But that has now been turned on its head by the influx of rooftop solar. There is 1,100MW of it on more than 350,000 buildings in Queensland alone (3,400MW on 1.2 million building across the country), and it is producing electricity just at the time that coal generators used to may hay (while the sun shines).
The impact has been so profound, and wholesale prices pushed down so low, that few coal generators in Australia made a profit last year."
Yes, buying IPO state generation shares is such a great idea.........
regards
Of course, germany has been this way for afew years. So meanwhile its in the interest of the Power companies to not put too much new generation on line as that it seems can force prices down. Get residents on as an alternative and oh boy, we see slashing of profits as Air Con in the summer and heating in the winter becomes solar powered.
What an interesting twist, introduce competition really introduce it.

Data for review:
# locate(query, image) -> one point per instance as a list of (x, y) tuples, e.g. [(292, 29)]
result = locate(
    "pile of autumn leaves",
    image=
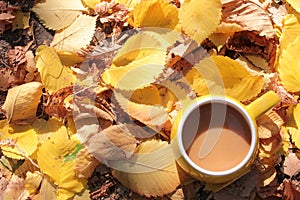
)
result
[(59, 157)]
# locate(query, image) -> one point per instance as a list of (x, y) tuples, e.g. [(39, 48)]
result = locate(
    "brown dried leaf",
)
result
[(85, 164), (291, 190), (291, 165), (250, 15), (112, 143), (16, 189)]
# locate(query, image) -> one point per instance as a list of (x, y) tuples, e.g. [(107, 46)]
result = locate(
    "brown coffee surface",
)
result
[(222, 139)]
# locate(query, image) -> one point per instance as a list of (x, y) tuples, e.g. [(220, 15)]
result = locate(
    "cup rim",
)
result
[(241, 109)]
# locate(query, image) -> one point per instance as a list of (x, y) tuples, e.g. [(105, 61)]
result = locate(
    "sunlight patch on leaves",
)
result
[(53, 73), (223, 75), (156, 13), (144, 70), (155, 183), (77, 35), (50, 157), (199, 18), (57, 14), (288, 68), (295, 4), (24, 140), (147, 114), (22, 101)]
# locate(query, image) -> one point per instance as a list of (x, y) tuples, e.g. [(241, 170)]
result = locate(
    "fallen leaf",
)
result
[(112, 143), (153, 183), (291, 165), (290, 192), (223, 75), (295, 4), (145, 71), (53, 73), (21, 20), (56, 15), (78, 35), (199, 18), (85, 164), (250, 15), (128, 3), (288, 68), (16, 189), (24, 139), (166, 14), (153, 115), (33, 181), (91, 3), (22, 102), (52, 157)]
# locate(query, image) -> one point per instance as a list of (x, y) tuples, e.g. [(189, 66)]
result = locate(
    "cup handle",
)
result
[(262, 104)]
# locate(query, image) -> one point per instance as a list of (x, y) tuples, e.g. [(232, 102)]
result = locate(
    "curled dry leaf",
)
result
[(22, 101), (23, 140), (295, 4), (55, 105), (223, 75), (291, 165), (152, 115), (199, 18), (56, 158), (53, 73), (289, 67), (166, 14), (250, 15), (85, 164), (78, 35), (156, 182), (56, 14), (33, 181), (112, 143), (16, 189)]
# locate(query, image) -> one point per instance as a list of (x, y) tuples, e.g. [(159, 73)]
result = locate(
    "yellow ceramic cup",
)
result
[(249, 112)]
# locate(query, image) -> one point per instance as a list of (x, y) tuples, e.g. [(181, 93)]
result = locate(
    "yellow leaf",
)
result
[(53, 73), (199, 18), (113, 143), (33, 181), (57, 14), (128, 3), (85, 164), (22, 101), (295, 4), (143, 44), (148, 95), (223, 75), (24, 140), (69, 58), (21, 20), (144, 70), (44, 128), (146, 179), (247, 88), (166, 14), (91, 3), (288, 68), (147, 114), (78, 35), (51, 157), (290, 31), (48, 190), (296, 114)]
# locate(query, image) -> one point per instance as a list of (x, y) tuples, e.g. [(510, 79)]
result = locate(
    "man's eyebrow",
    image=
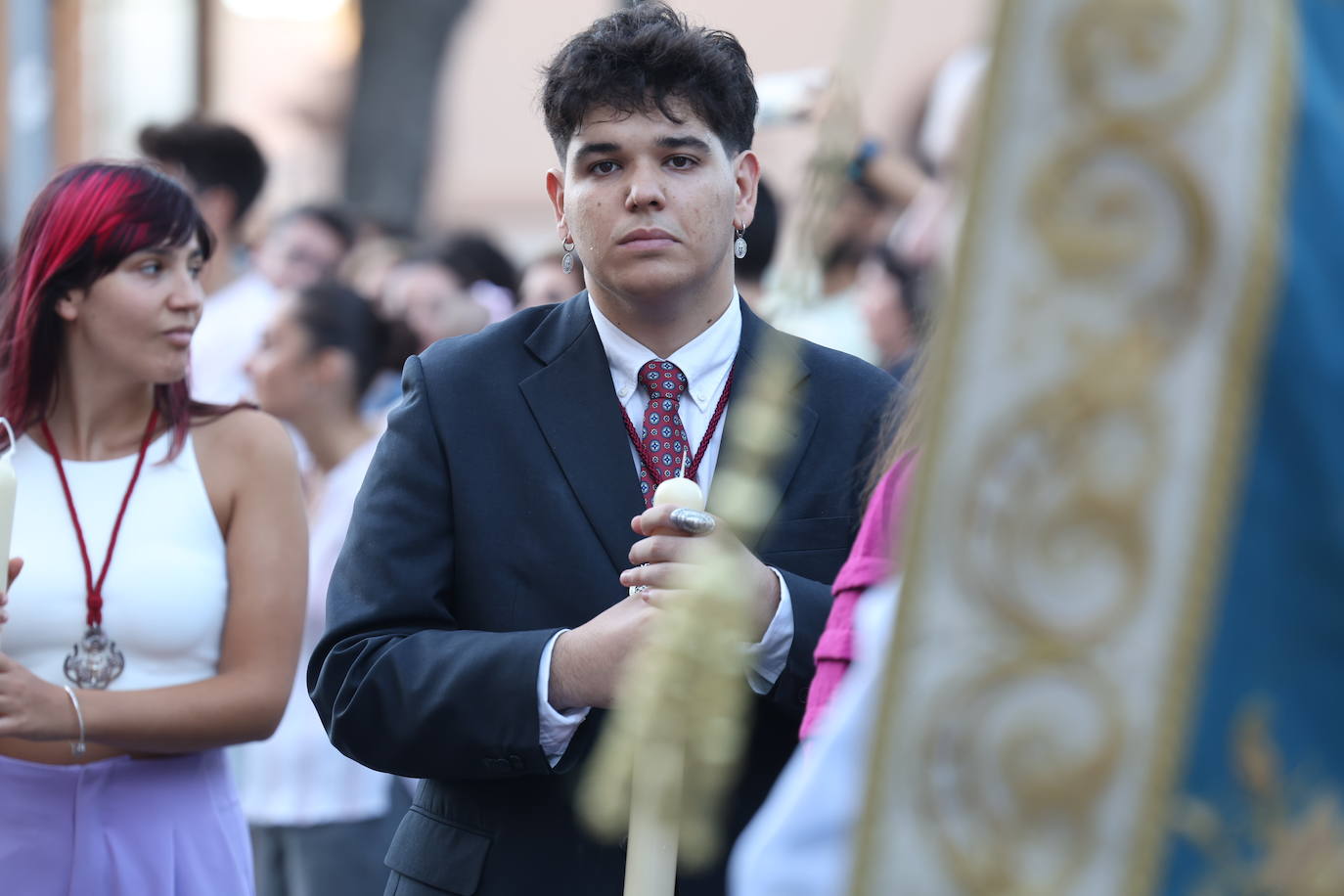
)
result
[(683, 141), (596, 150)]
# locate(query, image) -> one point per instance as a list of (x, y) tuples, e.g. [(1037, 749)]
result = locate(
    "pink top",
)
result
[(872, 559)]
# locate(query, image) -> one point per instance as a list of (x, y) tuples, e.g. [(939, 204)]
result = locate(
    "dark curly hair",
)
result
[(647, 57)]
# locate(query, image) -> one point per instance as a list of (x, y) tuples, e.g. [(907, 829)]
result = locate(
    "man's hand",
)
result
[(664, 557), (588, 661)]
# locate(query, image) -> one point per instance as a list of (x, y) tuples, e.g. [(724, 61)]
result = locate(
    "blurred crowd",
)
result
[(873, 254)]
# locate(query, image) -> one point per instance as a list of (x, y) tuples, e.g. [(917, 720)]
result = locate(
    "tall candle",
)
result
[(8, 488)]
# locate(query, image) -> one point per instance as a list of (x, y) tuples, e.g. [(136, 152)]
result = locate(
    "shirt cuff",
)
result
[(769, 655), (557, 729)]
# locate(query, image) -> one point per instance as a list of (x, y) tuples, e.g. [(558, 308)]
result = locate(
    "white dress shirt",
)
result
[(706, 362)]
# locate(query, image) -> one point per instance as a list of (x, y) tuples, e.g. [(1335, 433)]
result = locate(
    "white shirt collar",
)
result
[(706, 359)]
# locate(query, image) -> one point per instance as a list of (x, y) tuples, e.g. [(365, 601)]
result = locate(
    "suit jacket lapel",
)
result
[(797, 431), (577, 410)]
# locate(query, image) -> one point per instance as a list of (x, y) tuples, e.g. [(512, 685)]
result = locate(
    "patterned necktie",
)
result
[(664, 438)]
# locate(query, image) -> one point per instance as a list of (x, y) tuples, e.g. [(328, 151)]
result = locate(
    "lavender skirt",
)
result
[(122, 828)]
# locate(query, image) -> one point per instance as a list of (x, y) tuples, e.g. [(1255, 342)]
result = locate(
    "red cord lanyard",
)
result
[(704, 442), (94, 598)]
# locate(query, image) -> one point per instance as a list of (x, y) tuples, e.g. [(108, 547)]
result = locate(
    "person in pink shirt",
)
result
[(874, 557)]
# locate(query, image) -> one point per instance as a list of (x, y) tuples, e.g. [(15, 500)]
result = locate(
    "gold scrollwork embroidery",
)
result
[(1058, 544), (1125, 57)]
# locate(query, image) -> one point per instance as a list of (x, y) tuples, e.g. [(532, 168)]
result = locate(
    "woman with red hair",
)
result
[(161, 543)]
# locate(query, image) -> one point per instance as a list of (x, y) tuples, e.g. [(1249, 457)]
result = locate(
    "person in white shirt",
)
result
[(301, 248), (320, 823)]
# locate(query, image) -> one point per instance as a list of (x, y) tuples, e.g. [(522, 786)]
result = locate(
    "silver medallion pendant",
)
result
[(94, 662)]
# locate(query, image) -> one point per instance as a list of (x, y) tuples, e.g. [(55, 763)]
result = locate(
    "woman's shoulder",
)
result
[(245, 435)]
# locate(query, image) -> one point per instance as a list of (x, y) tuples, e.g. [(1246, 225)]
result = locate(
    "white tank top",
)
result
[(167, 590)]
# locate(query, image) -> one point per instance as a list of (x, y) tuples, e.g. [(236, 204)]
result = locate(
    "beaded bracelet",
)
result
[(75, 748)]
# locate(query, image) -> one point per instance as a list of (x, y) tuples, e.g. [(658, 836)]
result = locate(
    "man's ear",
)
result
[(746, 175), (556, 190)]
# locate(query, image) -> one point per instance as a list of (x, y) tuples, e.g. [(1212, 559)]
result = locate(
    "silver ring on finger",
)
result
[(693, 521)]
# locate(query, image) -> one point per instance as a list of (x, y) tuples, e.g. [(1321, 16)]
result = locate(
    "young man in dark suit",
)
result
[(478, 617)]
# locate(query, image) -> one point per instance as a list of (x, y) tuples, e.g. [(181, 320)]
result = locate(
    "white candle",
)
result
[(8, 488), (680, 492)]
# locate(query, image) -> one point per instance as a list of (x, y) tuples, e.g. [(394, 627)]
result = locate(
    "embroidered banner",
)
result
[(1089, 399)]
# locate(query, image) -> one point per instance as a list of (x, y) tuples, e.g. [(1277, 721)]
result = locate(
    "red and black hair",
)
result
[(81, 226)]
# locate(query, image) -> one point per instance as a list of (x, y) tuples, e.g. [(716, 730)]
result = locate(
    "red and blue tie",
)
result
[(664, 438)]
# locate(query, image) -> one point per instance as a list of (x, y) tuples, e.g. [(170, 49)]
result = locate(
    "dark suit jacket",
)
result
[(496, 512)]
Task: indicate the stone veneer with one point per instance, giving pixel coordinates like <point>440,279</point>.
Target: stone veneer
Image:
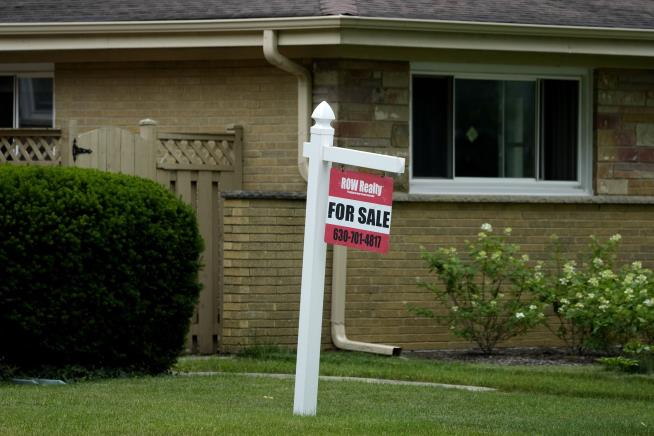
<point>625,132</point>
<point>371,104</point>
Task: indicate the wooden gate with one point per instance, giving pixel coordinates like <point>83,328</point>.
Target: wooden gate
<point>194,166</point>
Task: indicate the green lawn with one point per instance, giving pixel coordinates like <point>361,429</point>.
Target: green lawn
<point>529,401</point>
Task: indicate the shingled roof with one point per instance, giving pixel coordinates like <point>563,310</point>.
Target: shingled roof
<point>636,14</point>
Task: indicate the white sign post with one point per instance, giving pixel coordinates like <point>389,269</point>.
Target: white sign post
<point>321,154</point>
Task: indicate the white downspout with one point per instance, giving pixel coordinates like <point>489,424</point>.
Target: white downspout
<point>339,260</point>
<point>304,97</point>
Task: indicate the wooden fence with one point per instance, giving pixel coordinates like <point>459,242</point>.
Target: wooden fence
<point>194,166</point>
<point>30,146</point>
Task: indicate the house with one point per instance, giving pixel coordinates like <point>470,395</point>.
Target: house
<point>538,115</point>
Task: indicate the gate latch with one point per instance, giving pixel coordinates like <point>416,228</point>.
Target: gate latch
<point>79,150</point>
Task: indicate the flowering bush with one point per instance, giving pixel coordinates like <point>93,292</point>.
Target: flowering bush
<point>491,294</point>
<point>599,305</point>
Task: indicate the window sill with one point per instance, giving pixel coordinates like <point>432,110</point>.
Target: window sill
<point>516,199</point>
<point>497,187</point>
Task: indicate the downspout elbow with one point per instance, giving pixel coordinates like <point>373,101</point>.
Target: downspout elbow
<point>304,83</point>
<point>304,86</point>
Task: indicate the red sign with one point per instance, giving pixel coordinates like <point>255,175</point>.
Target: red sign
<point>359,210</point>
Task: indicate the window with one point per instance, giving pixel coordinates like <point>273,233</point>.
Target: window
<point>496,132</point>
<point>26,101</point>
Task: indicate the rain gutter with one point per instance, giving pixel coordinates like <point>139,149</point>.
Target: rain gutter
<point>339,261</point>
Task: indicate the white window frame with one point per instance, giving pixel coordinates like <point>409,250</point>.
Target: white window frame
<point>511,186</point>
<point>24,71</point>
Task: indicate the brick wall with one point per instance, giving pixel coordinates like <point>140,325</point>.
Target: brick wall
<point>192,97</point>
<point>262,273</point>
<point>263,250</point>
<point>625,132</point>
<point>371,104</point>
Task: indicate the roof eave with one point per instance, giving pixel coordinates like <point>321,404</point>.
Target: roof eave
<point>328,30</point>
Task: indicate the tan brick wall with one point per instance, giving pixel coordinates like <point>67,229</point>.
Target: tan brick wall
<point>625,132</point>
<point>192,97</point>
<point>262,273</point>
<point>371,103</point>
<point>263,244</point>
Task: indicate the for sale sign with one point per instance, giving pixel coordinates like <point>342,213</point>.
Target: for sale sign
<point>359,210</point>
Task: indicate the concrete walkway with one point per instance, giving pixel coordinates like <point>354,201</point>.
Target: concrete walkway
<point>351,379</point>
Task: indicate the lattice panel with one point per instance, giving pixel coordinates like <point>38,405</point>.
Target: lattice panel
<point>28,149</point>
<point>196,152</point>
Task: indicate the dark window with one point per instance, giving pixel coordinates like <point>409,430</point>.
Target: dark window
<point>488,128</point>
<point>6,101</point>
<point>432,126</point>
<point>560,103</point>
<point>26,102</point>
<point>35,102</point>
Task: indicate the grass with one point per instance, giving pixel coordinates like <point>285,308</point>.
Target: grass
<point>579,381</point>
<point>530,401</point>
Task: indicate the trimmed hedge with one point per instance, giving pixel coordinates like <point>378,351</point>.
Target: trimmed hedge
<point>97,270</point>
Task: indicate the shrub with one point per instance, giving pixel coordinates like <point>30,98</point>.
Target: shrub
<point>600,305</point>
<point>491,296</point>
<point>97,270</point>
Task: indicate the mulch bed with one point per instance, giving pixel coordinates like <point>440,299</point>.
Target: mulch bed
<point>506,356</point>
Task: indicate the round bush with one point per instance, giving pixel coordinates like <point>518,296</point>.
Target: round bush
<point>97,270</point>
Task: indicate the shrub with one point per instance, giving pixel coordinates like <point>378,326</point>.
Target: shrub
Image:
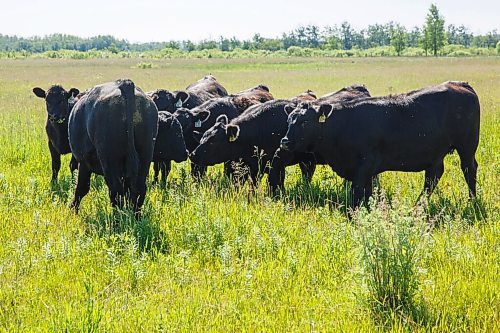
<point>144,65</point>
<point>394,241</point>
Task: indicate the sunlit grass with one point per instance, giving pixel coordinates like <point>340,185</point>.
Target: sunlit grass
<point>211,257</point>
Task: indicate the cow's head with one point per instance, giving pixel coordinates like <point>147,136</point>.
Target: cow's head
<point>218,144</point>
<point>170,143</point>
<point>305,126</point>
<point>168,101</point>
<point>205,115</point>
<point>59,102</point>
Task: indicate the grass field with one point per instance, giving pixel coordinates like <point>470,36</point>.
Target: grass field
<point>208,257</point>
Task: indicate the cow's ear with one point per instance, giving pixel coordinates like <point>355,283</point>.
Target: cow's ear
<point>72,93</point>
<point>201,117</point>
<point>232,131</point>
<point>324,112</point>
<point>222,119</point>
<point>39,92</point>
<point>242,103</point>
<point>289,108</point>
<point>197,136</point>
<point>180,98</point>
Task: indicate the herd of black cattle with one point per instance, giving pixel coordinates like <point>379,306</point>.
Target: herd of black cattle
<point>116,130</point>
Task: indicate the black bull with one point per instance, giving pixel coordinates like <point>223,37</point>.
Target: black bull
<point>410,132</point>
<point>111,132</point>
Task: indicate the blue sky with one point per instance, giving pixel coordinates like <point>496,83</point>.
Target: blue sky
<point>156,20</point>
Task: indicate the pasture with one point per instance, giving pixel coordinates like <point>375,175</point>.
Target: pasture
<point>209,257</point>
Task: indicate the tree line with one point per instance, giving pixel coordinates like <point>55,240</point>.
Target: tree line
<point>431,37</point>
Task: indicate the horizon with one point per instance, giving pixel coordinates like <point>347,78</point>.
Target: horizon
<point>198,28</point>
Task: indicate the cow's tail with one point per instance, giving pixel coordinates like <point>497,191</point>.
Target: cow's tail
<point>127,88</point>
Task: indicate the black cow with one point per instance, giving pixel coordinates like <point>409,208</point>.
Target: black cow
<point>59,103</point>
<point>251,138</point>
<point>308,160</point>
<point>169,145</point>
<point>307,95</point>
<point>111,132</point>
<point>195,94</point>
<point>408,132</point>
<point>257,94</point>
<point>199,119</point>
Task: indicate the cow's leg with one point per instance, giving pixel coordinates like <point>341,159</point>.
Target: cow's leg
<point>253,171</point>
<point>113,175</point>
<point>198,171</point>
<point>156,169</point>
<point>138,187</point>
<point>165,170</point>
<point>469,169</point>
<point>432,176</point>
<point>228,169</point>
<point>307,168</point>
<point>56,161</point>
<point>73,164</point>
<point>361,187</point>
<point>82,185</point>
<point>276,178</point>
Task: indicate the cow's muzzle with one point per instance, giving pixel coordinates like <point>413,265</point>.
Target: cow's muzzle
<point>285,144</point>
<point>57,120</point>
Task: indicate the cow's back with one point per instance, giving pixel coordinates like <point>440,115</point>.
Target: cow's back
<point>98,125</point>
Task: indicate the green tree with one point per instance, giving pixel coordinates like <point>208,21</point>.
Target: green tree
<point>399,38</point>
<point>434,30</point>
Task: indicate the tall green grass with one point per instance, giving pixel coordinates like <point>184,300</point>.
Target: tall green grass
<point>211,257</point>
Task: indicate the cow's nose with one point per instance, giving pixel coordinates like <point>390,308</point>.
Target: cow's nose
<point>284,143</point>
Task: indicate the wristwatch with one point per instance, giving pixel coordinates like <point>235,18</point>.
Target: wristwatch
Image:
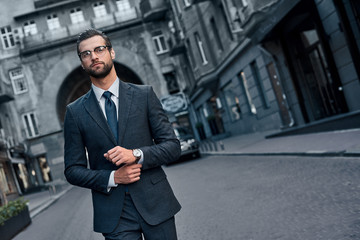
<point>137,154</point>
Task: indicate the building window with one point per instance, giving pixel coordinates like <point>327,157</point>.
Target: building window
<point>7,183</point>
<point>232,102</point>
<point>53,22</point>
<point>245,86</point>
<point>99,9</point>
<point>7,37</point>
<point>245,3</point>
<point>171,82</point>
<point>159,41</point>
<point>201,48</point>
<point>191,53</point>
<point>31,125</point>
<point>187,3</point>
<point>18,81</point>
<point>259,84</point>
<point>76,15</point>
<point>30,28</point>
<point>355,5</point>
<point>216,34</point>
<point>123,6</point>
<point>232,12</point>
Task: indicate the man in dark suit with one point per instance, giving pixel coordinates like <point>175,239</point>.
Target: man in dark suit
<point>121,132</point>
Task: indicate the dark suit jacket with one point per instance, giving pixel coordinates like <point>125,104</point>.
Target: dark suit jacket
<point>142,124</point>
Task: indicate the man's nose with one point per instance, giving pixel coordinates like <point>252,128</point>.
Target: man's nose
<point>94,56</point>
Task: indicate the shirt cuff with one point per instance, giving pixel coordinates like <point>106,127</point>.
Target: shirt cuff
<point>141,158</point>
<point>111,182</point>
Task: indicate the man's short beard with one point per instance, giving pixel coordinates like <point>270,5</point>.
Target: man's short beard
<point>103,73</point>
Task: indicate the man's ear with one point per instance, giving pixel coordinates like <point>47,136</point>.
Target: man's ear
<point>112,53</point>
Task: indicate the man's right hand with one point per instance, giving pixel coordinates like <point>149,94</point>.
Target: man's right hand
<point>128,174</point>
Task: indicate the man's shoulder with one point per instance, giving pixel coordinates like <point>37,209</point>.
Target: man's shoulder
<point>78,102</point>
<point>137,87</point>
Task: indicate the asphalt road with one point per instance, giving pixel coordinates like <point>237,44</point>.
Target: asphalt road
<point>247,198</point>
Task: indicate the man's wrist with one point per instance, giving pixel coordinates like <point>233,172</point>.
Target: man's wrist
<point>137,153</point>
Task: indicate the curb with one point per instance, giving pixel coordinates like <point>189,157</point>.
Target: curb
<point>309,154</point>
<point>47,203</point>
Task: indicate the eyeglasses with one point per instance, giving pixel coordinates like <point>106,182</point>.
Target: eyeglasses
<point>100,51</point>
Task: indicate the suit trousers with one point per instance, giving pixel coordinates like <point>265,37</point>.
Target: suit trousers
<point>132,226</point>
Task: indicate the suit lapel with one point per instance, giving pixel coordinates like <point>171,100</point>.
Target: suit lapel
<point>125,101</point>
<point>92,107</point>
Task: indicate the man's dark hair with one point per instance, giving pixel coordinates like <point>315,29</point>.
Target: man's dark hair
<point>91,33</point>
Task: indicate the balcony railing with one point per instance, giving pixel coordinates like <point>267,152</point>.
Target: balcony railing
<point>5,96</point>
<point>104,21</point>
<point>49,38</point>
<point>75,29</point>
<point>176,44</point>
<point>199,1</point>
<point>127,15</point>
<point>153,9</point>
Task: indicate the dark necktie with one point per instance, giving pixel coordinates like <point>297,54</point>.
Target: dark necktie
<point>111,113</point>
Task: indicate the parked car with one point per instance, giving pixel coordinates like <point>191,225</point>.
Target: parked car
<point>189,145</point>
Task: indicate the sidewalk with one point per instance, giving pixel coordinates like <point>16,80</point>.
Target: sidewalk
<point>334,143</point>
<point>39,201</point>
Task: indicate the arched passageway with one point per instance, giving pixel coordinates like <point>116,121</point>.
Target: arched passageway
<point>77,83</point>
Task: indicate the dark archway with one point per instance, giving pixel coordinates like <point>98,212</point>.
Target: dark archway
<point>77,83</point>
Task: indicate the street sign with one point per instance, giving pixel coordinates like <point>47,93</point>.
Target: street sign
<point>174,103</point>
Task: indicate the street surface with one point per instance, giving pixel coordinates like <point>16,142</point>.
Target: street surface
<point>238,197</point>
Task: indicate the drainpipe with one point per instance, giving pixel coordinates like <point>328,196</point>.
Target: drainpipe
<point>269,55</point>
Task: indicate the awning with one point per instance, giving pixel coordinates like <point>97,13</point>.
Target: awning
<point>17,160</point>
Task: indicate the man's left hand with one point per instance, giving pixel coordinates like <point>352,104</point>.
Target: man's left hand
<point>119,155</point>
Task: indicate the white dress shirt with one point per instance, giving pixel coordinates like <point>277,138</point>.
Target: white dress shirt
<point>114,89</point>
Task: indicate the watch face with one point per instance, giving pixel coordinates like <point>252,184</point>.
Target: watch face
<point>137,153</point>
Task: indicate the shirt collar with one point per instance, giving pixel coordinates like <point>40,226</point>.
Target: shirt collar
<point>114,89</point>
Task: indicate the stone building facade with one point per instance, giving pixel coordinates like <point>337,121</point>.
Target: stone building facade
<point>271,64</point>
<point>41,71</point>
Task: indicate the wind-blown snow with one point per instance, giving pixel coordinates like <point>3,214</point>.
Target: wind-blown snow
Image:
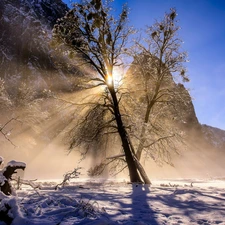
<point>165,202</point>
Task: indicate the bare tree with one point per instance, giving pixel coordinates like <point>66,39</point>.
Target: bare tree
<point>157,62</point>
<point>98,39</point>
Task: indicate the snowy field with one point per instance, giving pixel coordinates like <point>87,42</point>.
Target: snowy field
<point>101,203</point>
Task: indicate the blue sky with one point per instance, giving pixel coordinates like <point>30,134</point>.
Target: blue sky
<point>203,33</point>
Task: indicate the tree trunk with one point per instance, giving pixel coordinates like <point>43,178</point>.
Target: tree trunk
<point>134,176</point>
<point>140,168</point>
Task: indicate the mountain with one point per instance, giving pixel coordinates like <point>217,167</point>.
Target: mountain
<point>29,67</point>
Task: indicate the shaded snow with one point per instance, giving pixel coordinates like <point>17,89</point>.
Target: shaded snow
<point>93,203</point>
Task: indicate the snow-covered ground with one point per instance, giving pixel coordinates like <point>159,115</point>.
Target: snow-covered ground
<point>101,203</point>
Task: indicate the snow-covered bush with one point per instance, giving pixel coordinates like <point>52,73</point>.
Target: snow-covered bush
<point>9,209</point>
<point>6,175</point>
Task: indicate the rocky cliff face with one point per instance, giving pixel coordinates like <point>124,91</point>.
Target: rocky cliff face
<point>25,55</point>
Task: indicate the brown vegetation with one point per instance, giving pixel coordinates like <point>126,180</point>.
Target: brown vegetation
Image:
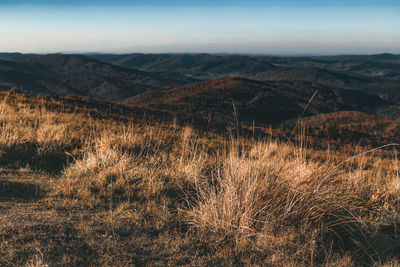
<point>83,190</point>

Exercise instructions:
1. Reproduce the solar post between "But that has" and "a great idea.........", inclusive, substituting "rooftop photovoltaics" for "rooftop solar".
2. Condense the solar post's paragraph beginning "Of course, germany has been this way" into a shorter version that keeps its main points.
The rows above are material separate from the solar post.

Your written answers:
1.
But that has now been turned on its head by the influx of rooftop photovoltaics. There is 1,100MW of it on more than 350,000 buildings in Queensland alone (3,400MW on 1.2 million building across the country), and it is producing electricity just at the time that coal generators used to may hay (while the sun shines).
The impact has been so profound, and wholesale prices pushed down so low, that few coal generators in Australia made a profit last year."
Yes, buying IPO state generation shares is such a great idea.........

2. Germany has been in this position for a few years. Power companies benefit from adding little new generation, since extra capacity seems able to push prices down. When residents supply power instead, profits fall sharply as summer air conditioning and winter heating come to run on solar.